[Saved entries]
******

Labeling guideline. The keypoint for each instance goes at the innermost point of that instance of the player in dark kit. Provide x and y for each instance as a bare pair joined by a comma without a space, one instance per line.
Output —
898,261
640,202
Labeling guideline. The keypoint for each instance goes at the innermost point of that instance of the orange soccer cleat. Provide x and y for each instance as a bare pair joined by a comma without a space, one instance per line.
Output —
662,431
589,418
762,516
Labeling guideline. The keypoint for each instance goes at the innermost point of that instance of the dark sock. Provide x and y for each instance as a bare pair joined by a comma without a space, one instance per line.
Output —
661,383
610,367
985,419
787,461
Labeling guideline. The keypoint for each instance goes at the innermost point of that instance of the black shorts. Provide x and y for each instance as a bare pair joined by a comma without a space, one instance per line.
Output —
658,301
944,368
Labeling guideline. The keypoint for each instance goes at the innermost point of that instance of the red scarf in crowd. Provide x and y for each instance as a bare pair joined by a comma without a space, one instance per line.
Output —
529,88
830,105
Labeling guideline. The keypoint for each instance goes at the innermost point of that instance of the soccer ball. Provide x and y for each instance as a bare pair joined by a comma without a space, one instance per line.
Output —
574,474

******

**ASSIGNED TASK:**
Repeat the records above in full, character for character.

**WRITTEN ANSWER:**
Labeling guideline. The keypoint for each instance goes at the innermost point of that instance of the player in dark kit. Provide x and y for each instance as a bare pair joined by a comma without a space, one instance per line.
Output —
898,261
640,202
Labeling guideline. The keypoint for each instance goes at the innermost point of that instance of the orange soccer cleat. Provide x and y for each instance as a bare pair joined by a comma without a space, one instance per line.
Output —
662,431
589,418
762,516
Labeling guideline. The keypoint for each instance goes at the innermost point of that instance of the dark sock. Provide x and y for each instance as a bare pair joined by a comma without a space, one instance per line.
Output —
661,383
610,367
985,419
787,461
Labeling guideline. The keypoint for each instance goes at the innermost point of that instance of the black shorts. Provide x and y for each instance as a bare pair joined by a comma without a space, one instance per line.
Output —
658,301
944,368
Labeling guideline. The keypoint for each instance goes at the innermost point of that instance of the red scarf in crowd. Provide x and y for each instance as a bare pair joined by a comma without a space, one instance per line.
Output —
529,88
830,105
Labeling guideline. The keypoint for each instance goes at the innermost point of that instance of the soccer ball. Provide x and y for each instance as a bare pair joined by a comma without a space, one instance per line.
Output —
574,474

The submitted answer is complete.